> [Sayfa Alıntısı]:
────────────────────────────────────────

Ana SayfaManşetZarrab Davası’nı takip eden avukat: ‘Türkiye Cumhuriyeti yetkilileri dolaylı olarak sanık sandalyesinde’

Zarrab Davası’nı takip eden avukat: ‘Türkiye Cumhuriyeti yetkilileri dolaylı olarak sanık sandalyesinde’

HABER MERKEZİ – Reza Zarrab davasını CHP adına takip eden avukat Yegane Güley, Halkbank Genel Müdür Yardımcısı’nın da tutuklanmasıyla Türkiye Cumhuriyeti yetkililerinin dolaylı olarak artık sanık sandalyesine oturtulduğunu belirtiyor.


Röportaj: ALTAN SANCAR


Avukat Yegane Güley

ABD’de tutuklu bulunan Reza Zarrab davasını Cumhuriyet Halk Partisi (CHP) adına takip eden avukat Yegane Güley, Gazete Karınca’nın sorularını yanıtladı.

Halkbank Genel Müdür Yardımcısı Mehmet Hakan Atilla’nın tutuklanmasının Türkiye Cumhuriyeti yetkililerini dolaylı olarak sanık sandalyesine oturttuğunu belirten Güley, davada gelinen son aşamayı değerlendirdi.

Davanın anlaşma yoluna gidilerek çözülmesi ihtimalinin yüksek olduğunu ve bunun için Cumhurbaşkanı Erdoğan’ın her türlü tavizi verebileceğini belirten Güley’in sorularımıza verdiği yanıtlar şöyle:

“Bir kamu bankası kullanıldı, Türkiye açısından çok önemli bir dava”

Reza Zarrab’ın ABD’de yargılanma sürecini yakından takip ettiniz. Süreç Türkiye gündemine bazen doğru bazen de eksik bilgiler ile girdi. Zarrab yargılaması Türkiye ve iktidar açısından neden önemli? Yargılamada iktidar ile Zarrab arasında kurulan bağlantılar neler?

Evet, Reza Zarrab davasını 30 Mart 2016’dan beri CHP Genel Başkanı sayın Kemal Kılıçdaroğlu’nun talimatı ile takip ediyorum.

────────────────────────────────────────

> [Veriler]:

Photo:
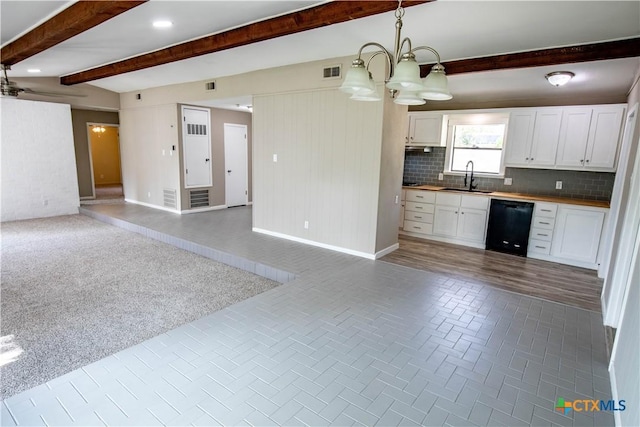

────────────────────────────────────────

> [Alıştırmalar]:
1. Sayfa alıntısının "Ana SayfaManşetZarrab Davası’nı" ile başlayıp "Karınca’nın sorularını yanıtladı." ifadesine kadar süren bölümünü olduğu gibi yeniden yazın.
2. Sayfa alıntısına göre aşağıdaki soruları yanıtlayın.
(a) Röportajı kim yapmıştır?
(b) Tutuklanan Halkbank Genel Müdür Yardımcısının adı nedir?
(c) Yegane Güley, Reza Zarrab davasını hangi tarihten beri takip etmektedir?
3. Sayfa alıntısında "HABER MERKEZİ –" sözleriyle başlayan paragrafı, ana bilgilerini koruyarak kısa bir madde listesine dönüştürün.

> [Çözülmüş Alıştırmalar]:
1.
Ana SayfaManşetZarrab Davası’nı takip eden avukat: ‘Türkiye Cumhuriyeti yetkilileri dolaylı olarak sanık sandalyesinde’

Zarrab Davası’nı takip eden avukat: ‘Türkiye Cumhuriyeti yetkilileri dolaylı olarak sanık sandalyesinde’

HABER MERKEZİ – Reza Zarrab davasını CHP adına takip eden avukat Yegane Güley, Halkbank Genel Müdür Yardımcısı’nın da tutuklanmasıyla Türkiye Cumhuriyeti yetkililerinin dolaylı olarak artık sanık sandalyesine oturtulduğunu belirtiyor.


Röportaj: ALTAN SANCAR


Avukat Yegane Güley

ABD’de tutuklu bulunan Reza Zarrab davasını Cumhuriyet Halk Partisi (CHP) adına takip eden avukat Yegane Güley, Gazete Karınca’nın sorularını yanıtladı.

2.
(a) Altan Sancar.
(b) Mehmet Hakan Atilla.
(c) 30 Mart 2016'dan beri.

3.
- Avukat Yegane Güley, Reza Zarrab davasını CHP adına takip ediyor.
- Güley'e göre Halkbank Genel Müdür Yardımcısı tutuklandı.
- Güley, bu tutuklamayla Türkiye Cumhuriyeti yetkililerinin dolaylı olarak sanık sandalyesine oturtulduğunu söylüyor.